begin

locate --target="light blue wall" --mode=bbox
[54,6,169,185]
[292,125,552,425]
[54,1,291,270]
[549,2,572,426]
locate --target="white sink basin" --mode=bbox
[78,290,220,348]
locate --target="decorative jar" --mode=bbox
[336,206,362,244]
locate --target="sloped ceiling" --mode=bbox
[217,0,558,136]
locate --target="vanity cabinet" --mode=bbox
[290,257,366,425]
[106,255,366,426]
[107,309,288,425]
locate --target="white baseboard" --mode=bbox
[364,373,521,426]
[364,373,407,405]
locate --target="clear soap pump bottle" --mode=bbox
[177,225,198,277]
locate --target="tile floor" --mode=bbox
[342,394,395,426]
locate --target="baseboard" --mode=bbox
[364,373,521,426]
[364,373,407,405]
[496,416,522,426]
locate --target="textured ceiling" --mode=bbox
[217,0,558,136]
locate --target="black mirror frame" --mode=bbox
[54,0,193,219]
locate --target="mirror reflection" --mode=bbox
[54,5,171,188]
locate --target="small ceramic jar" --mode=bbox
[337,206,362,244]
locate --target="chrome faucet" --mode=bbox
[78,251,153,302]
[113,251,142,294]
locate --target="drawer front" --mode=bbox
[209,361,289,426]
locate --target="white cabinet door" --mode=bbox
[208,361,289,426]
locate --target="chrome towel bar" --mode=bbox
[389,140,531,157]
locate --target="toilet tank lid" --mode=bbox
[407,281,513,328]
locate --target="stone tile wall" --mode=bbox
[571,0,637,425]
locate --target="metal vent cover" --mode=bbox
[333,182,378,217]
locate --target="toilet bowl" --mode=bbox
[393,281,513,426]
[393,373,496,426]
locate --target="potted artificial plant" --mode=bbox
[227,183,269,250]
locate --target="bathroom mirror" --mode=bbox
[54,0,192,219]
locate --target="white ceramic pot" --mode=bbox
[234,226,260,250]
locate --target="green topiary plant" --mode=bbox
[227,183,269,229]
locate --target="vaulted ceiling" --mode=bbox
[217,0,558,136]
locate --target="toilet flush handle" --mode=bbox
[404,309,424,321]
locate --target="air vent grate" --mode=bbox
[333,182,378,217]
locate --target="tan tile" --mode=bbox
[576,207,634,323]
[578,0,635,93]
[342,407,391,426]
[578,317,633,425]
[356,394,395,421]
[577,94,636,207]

end

Please print all of the records above again, line for line, with no changes.

(Task solution):
locate --target="light blue wall" --mode=bbox
[54,6,169,185]
[292,125,552,425]
[54,1,291,270]
[549,2,572,426]
locate --target="white sink basin" --mode=bbox
[78,290,220,348]
locate --target="decorative jar" --mode=bbox
[336,206,362,244]
locate --target="sloped ceiling" --mode=bbox
[217,0,558,136]
locate --target="vanity cabinet" --mode=bbox
[290,257,366,425]
[106,255,366,426]
[107,309,288,425]
locate --target="white baseboard" --mode=bbox
[364,373,521,426]
[364,373,407,405]
locate --target="clear soap pump bottle" --mode=bbox
[177,225,198,277]
locate --target="tile floor" --mode=bbox
[342,394,395,426]
locate --target="baseboard" --mode=bbox
[364,373,521,426]
[364,373,407,405]
[496,416,522,426]
locate --target="textured ceiling" --mode=bbox
[217,0,558,136]
locate --target="black mirror frame" --mode=bbox
[54,0,193,219]
locate --target="mirror reflection" --mode=bbox
[54,5,171,188]
locate --target="small ceramic jar" --mode=bbox
[337,206,362,244]
locate --target="chrome faucet" --mode=bbox
[78,251,153,302]
[113,251,142,294]
locate --target="drawer front" --mode=bbox
[209,361,289,426]
locate --target="white cabinet door" --mode=bbox
[208,361,289,426]
locate --target="chrome towel bar" --mode=bbox
[389,140,531,157]
locate --target="toilet tank lid" --mode=bbox
[407,281,513,328]
locate --target="stone tile wall" --mode=bbox
[571,0,637,425]
locate --target="metal vent cover" --mode=bbox
[333,182,378,217]
locate --target="toilet bowl" --mode=bbox
[393,281,513,426]
[393,373,496,426]
locate --target="potted artificial plant" --mode=bbox
[227,183,269,250]
locate --target="bathroom mirror" --mode=bbox
[54,0,192,219]
locate --target="white ceramic pot" --mode=bbox
[234,226,260,250]
locate --target="green topiary plant" --mode=bbox
[227,183,269,229]
locate --target="vaulted ceiling" --mode=bbox
[217,0,558,136]
locate --target="toilet flush handle" --mode=bbox
[404,309,424,321]
locate --target="air vent grate" --mode=bbox
[333,182,378,217]
locate --target="tan tile" --mode=bbox
[576,207,634,323]
[578,0,635,93]
[342,407,391,426]
[578,317,633,425]
[356,394,395,421]
[577,94,636,207]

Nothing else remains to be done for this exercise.